Start of Excerpt
As mentioned, many of Dick’s favorite subjects get another workover in Flow My Tears, The Policeman Said. Thus, the book touches on divorce (Ruth Rae is said to have been married 51 times; 46 more than Phil!), cigars (Buckman smokes Cuesta Reys), classical music (Buckman ponders the relative merits of Wagner, Berlioz and others), sex (the legal age of consent in this typically wacky Dickian future is 12!), drugs (Alys is a walking pharmacopoeia, Jason himself undergoes an extremely well-portrayed mescaline experience, and pot is legally sold in packs) and, of course, the tricky subject of the plastic and elusive nature of reality.
Flow My Tears, The Policeman Said is consistently inventive and filled with all manner of imaginative touches, from Alys’ teeth (which are ornamented with signs of the zodiac) to luxury apartment buildings that float on jets of compressed air. It also features some offhand humor, such as the reference to phone orgy participants Bill and Carol and Fred and Jill (a nod to the 1969 film Bob & Carol & Ted & Alice) and the wall-to-wall carpet depicting Nixon’s ascent to heaven! Dick, to add verisimilitude to his novel, employs throwaway references to fictional objects and uses futuristic slang expressions that no one could possibly understand (such as “jeter,” “thungly,” “rotive,” “floogle,” “gunjy” and “cheruba”) except the characters in his story. A further sense of fidelity to facts is engendered when the author has Gen. Buckman, in the middle of speaking, pause “a moment to quietly fart, then continue….” What other author would do this? You’ve gotta love that Dick!
In addition to its compelling and touching story line, Flow My Tears, The Policeman Said also provides the reader with some wonderful discussions on the importance of love (“When you love you cease to live for yourself,” Ruth tells Jason), fear (it “can make you do more wrong than hate or jealousy,” Jason says to Mary Anne) and, fascinatingly, art and critics (Jason grouses about critics discussing the work that he had put out 19 years earlier; in 1974, Dick’s first novel, Solar Lottery, had been released 19 years before!).
It is not a perfect novel, and as usual, a close reading will reveal some inconsistencies and minor goofs. For example, the hotel clerk Eddy Pracim leaves a room at one point, but a few pages later is still present. In another scene, Jason has terminals placed on his head to record an “electrocardiogram”; that, of course, should be an “electroencephalogram.” And then there are the occasional ungrammatical sentences, such as “Things which even he, at forty-two years, didn’t know them all.”
End of Excerpt
Start of Data under study
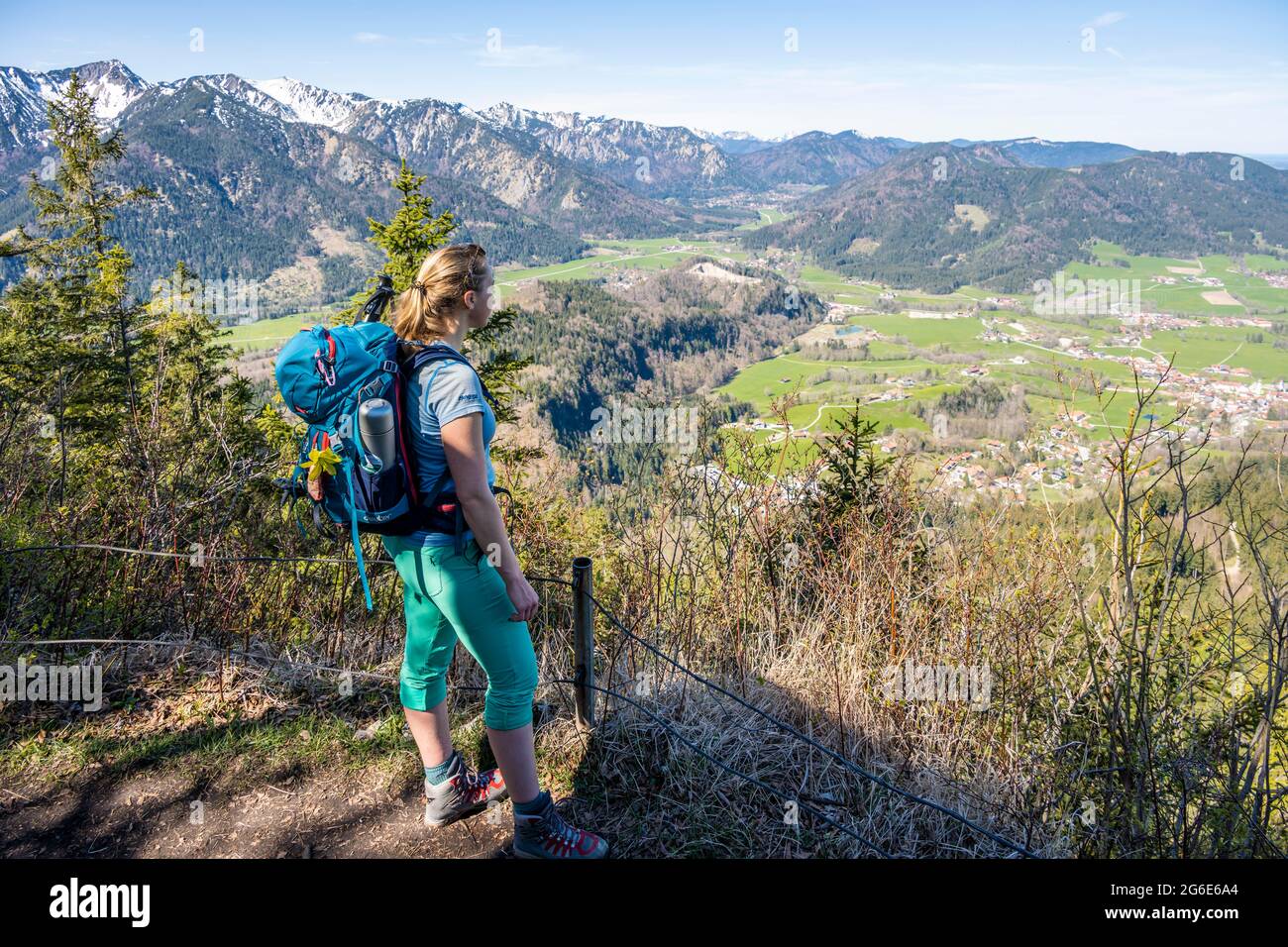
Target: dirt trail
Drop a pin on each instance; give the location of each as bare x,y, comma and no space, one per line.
321,814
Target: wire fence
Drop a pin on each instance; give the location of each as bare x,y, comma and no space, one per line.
198,558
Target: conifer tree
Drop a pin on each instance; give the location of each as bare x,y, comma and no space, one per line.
72,320
407,239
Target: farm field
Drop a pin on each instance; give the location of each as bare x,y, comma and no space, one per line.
1247,292
267,334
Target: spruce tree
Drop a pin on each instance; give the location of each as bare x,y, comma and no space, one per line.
71,321
407,239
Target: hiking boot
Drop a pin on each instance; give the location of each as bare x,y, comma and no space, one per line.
462,793
546,835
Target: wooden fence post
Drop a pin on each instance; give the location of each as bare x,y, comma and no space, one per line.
584,639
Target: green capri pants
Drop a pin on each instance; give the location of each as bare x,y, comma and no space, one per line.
450,596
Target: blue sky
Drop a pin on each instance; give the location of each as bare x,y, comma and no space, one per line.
1157,75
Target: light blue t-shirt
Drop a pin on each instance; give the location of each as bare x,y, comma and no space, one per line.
439,393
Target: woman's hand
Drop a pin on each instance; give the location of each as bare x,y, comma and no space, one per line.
523,596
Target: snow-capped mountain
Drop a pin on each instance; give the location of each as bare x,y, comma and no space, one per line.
651,158
24,95
310,103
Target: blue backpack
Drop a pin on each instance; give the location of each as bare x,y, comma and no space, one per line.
325,375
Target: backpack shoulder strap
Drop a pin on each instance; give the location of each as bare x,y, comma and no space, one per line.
424,355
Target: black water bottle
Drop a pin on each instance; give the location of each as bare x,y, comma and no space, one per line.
377,431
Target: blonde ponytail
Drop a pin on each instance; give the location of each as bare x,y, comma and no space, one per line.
439,286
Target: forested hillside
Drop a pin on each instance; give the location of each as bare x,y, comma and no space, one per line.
940,217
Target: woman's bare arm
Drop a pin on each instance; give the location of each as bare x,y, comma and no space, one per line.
463,445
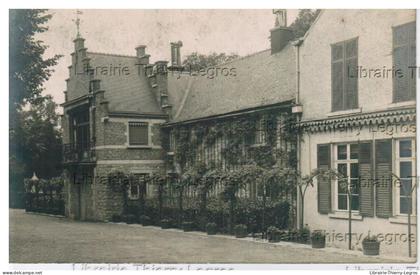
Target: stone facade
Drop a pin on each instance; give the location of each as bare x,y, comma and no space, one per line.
377,117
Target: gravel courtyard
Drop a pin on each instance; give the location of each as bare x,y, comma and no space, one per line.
37,238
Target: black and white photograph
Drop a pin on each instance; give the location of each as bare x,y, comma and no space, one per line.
224,139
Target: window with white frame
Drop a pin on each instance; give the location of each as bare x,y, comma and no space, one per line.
405,168
347,164
138,133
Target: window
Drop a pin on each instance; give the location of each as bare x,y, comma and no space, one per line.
137,186
404,57
346,163
405,170
257,135
138,133
344,75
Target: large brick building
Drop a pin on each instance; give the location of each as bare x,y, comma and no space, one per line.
116,117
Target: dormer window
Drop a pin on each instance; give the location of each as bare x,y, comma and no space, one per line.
404,59
138,133
344,62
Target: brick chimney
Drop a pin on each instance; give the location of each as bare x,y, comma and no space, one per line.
176,54
141,54
280,34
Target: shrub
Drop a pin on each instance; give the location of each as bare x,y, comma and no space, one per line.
166,223
129,218
318,239
145,220
116,218
211,228
273,234
188,226
240,231
304,235
371,245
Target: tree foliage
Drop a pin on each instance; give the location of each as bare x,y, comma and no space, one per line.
34,138
303,21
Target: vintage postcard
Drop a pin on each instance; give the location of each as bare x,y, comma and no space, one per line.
275,136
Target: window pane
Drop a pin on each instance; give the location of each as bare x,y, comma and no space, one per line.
337,85
354,151
342,202
351,100
341,152
355,203
404,205
405,188
405,148
138,134
342,169
354,170
342,187
355,186
337,52
405,169
351,48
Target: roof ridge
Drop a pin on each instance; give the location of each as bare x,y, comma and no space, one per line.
112,54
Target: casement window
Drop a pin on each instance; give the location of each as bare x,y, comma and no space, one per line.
405,169
258,134
404,57
344,62
138,133
346,163
137,186
369,175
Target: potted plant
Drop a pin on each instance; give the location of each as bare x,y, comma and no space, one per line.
116,218
273,234
370,245
165,223
304,235
240,231
318,239
145,220
129,218
211,228
188,226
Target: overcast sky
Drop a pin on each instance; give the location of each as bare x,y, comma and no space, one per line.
120,31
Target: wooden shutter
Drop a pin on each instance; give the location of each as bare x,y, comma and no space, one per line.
324,184
138,133
383,180
366,205
404,57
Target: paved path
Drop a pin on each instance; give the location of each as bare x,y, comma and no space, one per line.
37,238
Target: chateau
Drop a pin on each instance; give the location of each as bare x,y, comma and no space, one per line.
130,118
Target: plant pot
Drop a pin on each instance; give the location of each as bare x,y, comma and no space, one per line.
318,242
165,224
211,229
274,237
188,226
371,248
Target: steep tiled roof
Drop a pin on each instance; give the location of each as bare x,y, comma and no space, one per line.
127,91
258,80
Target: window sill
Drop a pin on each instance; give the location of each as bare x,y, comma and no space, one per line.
345,112
395,105
402,219
344,215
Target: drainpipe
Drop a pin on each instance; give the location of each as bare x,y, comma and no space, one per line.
297,109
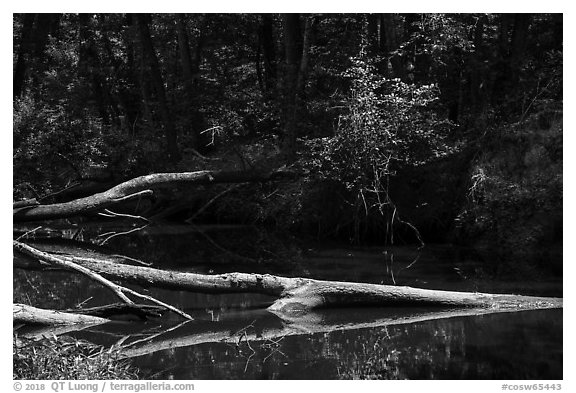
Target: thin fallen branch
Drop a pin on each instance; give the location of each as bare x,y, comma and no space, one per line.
295,295
67,263
29,315
139,187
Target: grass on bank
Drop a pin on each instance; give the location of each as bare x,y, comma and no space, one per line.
66,358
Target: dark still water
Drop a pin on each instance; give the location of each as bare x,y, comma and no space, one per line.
234,337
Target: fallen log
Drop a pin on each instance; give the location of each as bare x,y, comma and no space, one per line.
311,323
24,314
301,294
68,264
138,187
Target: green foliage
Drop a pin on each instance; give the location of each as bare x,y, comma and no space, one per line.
515,194
389,124
51,147
66,358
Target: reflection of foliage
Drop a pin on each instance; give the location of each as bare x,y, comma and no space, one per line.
66,358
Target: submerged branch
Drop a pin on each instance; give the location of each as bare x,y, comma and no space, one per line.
295,295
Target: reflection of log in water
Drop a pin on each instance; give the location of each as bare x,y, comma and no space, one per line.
295,294
310,323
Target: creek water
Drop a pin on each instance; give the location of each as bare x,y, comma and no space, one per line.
234,337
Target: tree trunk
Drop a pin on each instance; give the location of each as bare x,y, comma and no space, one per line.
89,67
156,77
23,53
301,294
190,70
271,330
138,187
304,58
389,43
266,38
23,314
291,28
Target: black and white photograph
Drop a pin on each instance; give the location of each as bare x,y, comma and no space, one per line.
287,196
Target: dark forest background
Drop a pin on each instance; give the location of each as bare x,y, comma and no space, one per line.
402,128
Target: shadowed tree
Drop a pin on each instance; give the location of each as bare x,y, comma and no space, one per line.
151,60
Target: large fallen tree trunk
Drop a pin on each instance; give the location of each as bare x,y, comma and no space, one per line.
138,187
300,294
221,333
24,314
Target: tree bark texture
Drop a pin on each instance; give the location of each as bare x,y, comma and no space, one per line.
23,314
137,187
296,295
End of Data under study
#### Required action:
Write out the part of the book review excerpt from "As mentioned, many" to "nature of reality.". Rely on the excerpt by itself and nothing else.

#### Result for this task:
As mentioned, many of Dick’s favorite subjects get another workover in Flow My Tears, The Policeman Said. Thus, the book touches on divorce (Ruth Rae is said to have been married 51 times; 46 more than Phil!), cigars (Buckman smokes Cuesta Reys), classical music (Buckman ponders the relative merits of Wagner, Berlioz and others), sex (the legal age of consent in this typically wacky Dickian future is 12!), drugs (Alys is a walking pharmacopoeia, Jason himself undergoes an extremely well-portrayed mescaline experience, and pot is legally sold in packs) and, of course, the tricky subject of the plastic and elusive nature of reality.